§ **Problem to work on**:
Your output should be the lines from the start of the data through the line containing "x=599 y=438", exactly and nothing more.

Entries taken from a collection
════
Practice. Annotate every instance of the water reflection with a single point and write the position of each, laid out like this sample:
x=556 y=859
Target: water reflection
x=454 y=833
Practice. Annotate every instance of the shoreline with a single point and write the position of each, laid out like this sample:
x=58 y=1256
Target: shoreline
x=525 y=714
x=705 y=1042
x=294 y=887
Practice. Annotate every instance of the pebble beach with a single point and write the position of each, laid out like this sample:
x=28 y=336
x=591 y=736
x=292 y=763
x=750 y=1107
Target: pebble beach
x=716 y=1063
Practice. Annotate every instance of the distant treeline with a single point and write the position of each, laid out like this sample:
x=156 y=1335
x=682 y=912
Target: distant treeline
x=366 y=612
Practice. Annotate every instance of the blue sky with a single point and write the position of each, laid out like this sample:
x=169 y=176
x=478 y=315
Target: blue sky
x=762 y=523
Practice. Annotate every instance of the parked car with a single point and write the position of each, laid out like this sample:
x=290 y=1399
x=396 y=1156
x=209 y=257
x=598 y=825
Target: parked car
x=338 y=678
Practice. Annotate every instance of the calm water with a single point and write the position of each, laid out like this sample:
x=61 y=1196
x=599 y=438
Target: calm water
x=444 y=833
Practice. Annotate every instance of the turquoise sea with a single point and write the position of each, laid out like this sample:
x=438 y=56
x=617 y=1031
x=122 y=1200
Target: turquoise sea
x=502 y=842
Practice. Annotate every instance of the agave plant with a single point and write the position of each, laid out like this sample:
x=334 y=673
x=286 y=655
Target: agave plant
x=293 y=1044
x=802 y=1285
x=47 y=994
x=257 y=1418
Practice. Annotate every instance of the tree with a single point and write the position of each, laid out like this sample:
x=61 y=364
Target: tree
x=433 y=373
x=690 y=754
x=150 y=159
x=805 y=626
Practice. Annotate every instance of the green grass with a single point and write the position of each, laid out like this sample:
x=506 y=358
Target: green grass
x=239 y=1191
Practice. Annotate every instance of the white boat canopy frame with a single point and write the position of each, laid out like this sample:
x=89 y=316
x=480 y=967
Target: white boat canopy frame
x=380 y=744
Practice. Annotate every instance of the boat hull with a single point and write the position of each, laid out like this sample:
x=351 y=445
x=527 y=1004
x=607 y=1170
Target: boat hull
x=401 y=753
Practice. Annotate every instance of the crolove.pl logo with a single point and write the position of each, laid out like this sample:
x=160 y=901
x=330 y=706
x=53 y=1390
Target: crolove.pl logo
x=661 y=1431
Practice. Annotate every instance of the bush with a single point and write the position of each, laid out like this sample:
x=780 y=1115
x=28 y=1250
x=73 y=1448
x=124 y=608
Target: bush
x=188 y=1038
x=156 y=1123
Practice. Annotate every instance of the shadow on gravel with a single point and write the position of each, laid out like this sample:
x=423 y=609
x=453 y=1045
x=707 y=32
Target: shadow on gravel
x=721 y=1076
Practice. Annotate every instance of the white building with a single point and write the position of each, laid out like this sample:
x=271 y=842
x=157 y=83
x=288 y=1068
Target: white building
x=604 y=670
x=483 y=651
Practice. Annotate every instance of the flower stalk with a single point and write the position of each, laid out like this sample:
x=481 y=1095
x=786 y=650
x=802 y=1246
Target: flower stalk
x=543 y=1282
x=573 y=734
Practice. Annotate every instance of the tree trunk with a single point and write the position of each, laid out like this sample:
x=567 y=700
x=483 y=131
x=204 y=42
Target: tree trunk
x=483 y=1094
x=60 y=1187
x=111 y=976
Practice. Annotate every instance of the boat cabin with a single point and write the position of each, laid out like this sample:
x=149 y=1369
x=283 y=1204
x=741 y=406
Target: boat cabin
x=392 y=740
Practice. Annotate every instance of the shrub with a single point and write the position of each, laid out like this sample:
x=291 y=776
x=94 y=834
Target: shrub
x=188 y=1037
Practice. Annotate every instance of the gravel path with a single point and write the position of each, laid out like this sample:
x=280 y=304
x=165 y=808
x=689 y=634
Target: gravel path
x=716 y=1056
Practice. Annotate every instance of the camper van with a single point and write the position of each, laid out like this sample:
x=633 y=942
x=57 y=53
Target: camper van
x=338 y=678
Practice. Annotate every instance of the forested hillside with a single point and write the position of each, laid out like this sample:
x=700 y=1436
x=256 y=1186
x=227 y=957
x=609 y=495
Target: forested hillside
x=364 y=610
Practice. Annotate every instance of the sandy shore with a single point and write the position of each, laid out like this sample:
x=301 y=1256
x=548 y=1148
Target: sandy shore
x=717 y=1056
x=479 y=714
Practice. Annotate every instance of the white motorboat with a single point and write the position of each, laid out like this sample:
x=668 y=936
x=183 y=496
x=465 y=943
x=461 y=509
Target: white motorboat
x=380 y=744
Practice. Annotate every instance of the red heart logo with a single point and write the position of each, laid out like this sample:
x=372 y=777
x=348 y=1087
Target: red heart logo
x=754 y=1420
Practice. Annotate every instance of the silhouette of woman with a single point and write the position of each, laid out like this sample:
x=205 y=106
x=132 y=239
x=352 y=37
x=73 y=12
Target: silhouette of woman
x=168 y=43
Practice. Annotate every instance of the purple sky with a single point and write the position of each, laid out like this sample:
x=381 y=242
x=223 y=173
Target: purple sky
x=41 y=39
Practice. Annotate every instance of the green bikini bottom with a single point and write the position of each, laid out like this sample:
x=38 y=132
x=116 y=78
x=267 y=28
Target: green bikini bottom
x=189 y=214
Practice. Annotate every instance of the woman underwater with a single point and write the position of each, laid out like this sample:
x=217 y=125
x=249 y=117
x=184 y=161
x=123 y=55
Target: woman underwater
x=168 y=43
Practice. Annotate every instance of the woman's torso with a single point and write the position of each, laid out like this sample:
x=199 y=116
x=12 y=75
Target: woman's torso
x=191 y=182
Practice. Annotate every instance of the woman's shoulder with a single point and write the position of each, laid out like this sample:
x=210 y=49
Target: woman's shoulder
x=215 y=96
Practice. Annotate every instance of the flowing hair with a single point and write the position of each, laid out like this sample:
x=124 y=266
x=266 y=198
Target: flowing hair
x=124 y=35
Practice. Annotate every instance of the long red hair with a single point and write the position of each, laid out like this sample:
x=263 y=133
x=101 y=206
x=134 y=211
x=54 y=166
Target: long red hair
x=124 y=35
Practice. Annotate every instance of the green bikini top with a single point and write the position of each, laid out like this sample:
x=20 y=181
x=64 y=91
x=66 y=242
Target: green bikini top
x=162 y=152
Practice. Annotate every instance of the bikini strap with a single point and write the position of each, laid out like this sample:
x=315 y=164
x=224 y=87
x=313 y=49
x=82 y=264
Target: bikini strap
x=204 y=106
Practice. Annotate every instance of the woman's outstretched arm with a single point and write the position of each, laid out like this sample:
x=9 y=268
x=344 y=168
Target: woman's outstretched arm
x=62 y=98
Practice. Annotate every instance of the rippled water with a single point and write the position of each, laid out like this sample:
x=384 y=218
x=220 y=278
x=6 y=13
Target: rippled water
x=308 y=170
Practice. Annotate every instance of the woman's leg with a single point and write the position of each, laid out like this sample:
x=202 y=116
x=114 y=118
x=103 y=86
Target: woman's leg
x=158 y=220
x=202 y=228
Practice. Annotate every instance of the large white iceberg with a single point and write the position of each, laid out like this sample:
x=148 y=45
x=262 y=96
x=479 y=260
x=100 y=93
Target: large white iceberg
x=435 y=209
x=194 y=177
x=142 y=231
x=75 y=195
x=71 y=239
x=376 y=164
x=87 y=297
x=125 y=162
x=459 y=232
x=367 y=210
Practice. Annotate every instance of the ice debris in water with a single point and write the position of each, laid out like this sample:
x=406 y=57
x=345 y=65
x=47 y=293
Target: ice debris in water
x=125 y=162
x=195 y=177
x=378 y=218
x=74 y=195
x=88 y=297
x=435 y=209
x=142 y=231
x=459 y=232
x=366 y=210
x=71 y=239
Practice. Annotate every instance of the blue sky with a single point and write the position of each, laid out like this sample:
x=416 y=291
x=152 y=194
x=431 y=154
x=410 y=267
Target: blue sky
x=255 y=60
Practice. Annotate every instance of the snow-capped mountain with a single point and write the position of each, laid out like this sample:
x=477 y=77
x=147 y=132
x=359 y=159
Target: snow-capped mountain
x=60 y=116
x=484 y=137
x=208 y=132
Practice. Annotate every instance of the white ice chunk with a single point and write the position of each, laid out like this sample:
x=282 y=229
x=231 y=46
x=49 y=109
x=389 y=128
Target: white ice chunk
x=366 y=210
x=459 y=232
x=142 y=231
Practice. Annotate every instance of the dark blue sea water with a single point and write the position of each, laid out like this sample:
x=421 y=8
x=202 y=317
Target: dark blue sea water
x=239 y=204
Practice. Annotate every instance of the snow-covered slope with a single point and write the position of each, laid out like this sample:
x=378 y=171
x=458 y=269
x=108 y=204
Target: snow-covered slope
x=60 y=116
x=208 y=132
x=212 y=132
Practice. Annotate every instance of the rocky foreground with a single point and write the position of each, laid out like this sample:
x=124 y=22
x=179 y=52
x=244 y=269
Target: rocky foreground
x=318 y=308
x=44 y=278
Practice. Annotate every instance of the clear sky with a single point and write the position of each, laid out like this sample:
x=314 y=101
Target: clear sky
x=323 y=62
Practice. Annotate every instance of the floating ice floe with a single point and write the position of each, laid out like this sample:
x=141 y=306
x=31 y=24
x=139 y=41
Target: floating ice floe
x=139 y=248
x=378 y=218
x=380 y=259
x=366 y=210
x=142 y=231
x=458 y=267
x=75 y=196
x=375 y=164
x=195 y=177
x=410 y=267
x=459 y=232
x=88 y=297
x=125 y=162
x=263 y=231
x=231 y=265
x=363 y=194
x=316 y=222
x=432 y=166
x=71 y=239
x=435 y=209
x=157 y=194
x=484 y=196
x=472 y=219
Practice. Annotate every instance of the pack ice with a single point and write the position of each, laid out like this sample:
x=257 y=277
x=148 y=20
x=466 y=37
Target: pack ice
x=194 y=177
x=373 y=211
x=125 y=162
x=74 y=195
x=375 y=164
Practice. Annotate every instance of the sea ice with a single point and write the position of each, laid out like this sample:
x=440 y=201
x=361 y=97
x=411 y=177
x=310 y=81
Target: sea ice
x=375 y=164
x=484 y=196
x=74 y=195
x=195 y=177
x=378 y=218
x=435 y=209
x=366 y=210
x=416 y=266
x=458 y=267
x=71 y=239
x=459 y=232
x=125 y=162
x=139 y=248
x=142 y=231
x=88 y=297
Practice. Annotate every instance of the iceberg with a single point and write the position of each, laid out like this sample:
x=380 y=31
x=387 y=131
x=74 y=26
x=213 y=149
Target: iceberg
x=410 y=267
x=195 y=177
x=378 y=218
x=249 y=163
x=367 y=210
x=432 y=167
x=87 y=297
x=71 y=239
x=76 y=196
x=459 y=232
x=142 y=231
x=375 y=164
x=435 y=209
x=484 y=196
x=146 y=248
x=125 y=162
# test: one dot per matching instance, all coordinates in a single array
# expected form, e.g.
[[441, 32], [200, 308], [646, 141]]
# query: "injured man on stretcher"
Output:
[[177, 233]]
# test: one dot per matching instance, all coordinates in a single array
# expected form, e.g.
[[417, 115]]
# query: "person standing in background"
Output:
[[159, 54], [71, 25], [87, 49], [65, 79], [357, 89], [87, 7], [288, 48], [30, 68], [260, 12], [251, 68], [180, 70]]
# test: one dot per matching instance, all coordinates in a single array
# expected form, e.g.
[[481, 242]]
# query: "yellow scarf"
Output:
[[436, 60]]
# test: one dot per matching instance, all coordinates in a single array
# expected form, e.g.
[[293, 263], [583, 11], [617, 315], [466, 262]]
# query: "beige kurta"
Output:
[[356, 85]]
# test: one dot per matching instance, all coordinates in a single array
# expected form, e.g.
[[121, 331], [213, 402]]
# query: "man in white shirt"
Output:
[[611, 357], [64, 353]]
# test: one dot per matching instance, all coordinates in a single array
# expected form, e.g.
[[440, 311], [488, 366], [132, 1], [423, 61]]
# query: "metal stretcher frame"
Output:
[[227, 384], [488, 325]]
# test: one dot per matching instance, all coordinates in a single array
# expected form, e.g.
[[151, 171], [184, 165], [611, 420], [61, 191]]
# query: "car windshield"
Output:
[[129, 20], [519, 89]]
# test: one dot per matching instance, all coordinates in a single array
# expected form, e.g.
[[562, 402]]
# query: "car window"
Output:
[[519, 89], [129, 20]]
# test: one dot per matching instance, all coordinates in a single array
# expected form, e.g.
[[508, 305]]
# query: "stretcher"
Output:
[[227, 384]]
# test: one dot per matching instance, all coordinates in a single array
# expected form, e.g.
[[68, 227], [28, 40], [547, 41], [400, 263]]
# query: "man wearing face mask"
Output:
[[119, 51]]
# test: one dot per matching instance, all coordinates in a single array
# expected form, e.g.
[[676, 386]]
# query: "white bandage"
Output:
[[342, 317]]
════
§ **Response area**:
Practice. Annotate every instance of the water reflection with a single point and write the position of each, laid out like this sample:
x=556 y=859
Target: water reflection
x=454 y=833
Practice. Annotate every instance of the shoreline with a single point and write the position of each, laid out like this sample:
x=58 y=1256
Target: shoreline
x=525 y=714
x=705 y=1042
x=294 y=887
Practice. Annotate every instance of the pebble beach with a single point and write the position of each, laid out like this sample:
x=28 y=336
x=591 y=736
x=292 y=763
x=750 y=1107
Target: pebble beach
x=716 y=1063
Practice. Annotate every instance of the distant treeline with a single point and write the position of each, laid out like this sample:
x=156 y=1335
x=682 y=912
Target: distant treeline
x=366 y=612
Practice. Annotate every instance of the blue sky with a single point and write the position of each, laid out like this sample:
x=169 y=176
x=478 y=315
Target: blue sky
x=762 y=523
Practice. Annotate every instance of the parked car with a single point and write the position of each, laid out like this sample:
x=290 y=1399
x=396 y=1156
x=209 y=257
x=598 y=825
Target: parked car
x=338 y=678
Practice. Annotate every instance of the calm water with a single point and write the position of each, laid out like this sample:
x=61 y=1196
x=599 y=438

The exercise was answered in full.